═══ Recorded information
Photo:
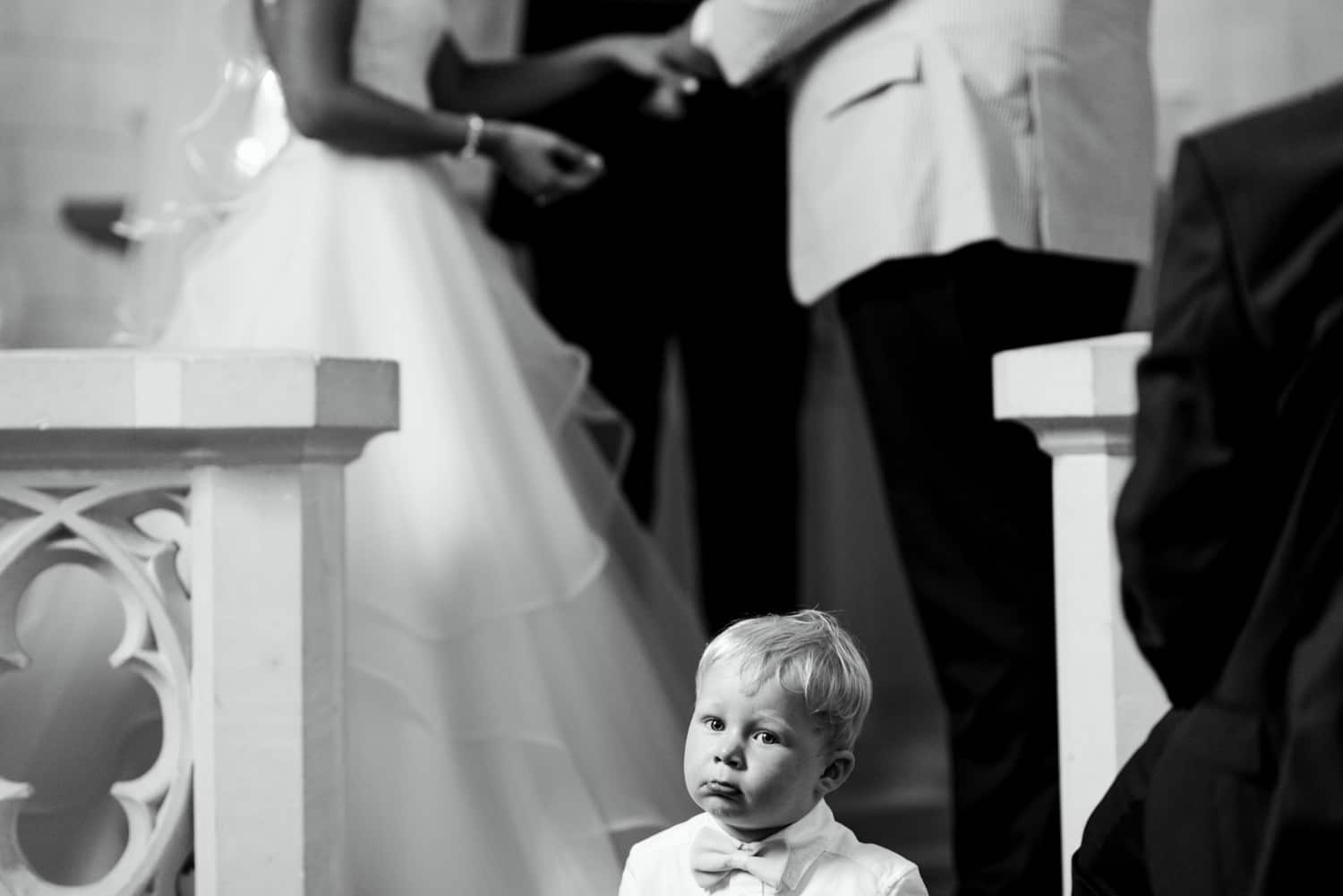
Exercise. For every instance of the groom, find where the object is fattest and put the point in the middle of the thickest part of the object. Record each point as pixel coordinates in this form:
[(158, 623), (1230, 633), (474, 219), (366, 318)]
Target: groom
[(964, 177), (681, 244)]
══════
→ **Task to complete**
Present each line of the entries above as a Markdown table with the columns Row and Text, numbering the lines and omitting blank ones. Leave the pictures out of the table.

→ **Answer for the task**
| Row | Text |
|---|---|
| 1 | Photo: |
| 2 | Exercise. For every instance of the groom, find where the object is fattest and put the point in the middle of the thickest part of the object. Record each point as pixel coordinates in this form: |
| 3 | [(158, 623), (1230, 633), (474, 219), (366, 318)] |
| 4 | Target: groom |
| 5 | [(964, 177), (681, 244)] |